I know that a lot of people were worrying about us, and about the baby, but (in the light of day at least) I knew that she was okay, I could feel that she was perfectly fine every time she kicked her toes under my ribcage or got a case of the hiccups, and every hour or so you could see my whole belly jiggle around as she did a little dance in there. People would ask “aren’t you worried?”, I would assure them that I knew she was okay and they would just look at me skeptically. I think we are all so dependent on external validation that we forget to take note of how we feel. But we had refused ultrasounds throughout the pregnancy and hadn’t even heard the heartbeat until 30 weeks because I didn’t want to use the doppler, choosing instead to listen with a pinnard. I think the fact that we had always been relying on my intuition about the baby from the start really helped us to connect with her as the days ticked by.
After 40 weeks, our midwife was starting to pressure me in her quiet little way, and kept suggesting that I try natural induction techniques to get things started. At first I was all for the idea of homeopathics or acupuncture to help bring on the labour but the more I thought about it the more I thought it was unnecessary. Induction is induction after all and if the baby isn’t ready to come then she isn’t ready. In my opinion, just because the induction techniques are not medical doesn’t make induction of labour any more a ‘natural’ thing to do. So I didn’t take the cimicifuga and caulophyllum homeopathic pills she left for us and I didn’t call the acupressurist who’s number she left for me and I didn’t head up to the hospital for monitoring just to ‘make sure’ that the placenta was okay. Our baby was going to come in her own time and it was really important to me that I hold the space for her until she was ready to come.
And so we waited. As family members created facebook groups to try and encourage ‘chicklet’ to make her appearance and acquaintances asked if we had tried having sex yet. My Mum had been staying with us for a whole week, and there was still no sign of labour, she was starting to worry that the date of her return flight would arrive before the baby did, Doting Dad’s bosses were starting to get antsy since they had someone on standby to cover for him during his paternal leave, and my hips were creaking under the weight of full term baby, but still we waited.
It was a long wait – and felt much longer than it actually was – but I went into labour naturally on the morning of the 13th of February, 19 days after my medical due date. I was 42 weeks and 5 days pregnant. When our daughter was born, she still had patches of vernix on her skin, she weighed just 3.5kgs, by no means the giant baby people were warning me about, and her placenta was perfect, not a single calcification spot to be seen. Had I been planning a hospital birth instead of a homebirth I would have been routinely induced far too early and she wouldn’t have had the opportunity to grow to her required maturity before being forced out into the world. As it was, she was bright eyed and alert, born with her eyes open, taking in the world and already strong enough to hold up her head when held. I hate to think what damage we would have done if we had left ourselves in the ‘care’ of hospital policy.
Those last few weeks were a hard slog but I’m so pleased that I was able to give Juniper the time she needed to enter this world in her own time.

▶ **Data**
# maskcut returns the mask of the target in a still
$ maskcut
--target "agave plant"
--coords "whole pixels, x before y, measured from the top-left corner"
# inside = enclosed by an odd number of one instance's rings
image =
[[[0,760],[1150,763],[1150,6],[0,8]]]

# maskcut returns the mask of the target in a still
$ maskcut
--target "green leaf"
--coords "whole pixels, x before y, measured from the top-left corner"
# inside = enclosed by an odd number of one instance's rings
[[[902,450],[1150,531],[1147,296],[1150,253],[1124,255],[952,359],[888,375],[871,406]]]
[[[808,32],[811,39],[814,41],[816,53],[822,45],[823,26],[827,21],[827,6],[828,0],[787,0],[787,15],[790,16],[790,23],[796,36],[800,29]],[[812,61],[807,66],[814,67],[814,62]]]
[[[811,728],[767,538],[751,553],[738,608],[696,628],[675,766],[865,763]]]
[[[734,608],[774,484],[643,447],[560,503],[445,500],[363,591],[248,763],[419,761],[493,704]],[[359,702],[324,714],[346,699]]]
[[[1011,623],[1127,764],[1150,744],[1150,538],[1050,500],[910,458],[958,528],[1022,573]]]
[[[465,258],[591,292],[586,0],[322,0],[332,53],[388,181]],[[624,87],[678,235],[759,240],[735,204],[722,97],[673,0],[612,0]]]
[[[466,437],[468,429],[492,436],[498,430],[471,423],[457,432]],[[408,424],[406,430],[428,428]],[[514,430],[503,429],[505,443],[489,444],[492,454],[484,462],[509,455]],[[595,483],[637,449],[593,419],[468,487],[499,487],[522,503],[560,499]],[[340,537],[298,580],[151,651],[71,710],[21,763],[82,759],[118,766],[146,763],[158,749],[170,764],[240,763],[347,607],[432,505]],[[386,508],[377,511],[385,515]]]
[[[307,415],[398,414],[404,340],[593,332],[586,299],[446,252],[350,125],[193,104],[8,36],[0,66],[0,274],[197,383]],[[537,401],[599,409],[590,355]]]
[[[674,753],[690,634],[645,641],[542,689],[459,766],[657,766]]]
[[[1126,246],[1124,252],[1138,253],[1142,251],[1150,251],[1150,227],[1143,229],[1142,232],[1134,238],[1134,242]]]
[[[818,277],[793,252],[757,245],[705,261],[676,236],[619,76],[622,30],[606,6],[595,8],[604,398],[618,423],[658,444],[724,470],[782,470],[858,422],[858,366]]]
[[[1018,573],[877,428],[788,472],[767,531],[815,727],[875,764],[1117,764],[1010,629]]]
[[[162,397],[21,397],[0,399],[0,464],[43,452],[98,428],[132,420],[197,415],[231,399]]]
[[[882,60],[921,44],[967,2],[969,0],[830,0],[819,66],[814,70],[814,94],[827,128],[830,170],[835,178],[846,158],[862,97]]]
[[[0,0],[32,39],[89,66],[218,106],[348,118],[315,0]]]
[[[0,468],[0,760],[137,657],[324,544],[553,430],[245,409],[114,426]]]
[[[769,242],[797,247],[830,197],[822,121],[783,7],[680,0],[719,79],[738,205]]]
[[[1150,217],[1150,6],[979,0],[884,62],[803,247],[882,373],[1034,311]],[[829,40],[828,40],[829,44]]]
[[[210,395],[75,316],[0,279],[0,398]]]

▶ **Work instruction A**
In the birth story, how many days after the medical due date did labor start?
▶ **Work instruction B**
Translate this sentence from the birth story into Spanish: "Induction is induction after all and if the baby isn't ready to come then she isn't ready."
▶ **Work instruction C**
Copy the part of the birth story starting at "And so we waited." and ending at "still we waited.".

▶ **Task result A**
19 days

▶ **Task result B**
Al fin y al cabo, una inducción es una inducción, y si la bebé no está lista para nacer, entonces no está lista.

▶ **Task result C**
And so we waited. As family members created facebook groups to try and encourage ‘chicklet’ to make her appearance and acquaintances asked if we had tried having sex yet. My Mum had been staying with us for a whole week, and there was still no sign of labour, she was starting to worry that the date of her return flight would arrive before the baby did, Doting Dad’s bosses were starting to get antsy since they had someone on standby to cover for him during his paternal leave, and my hips were creaking under the weight of full term baby, but still we waited.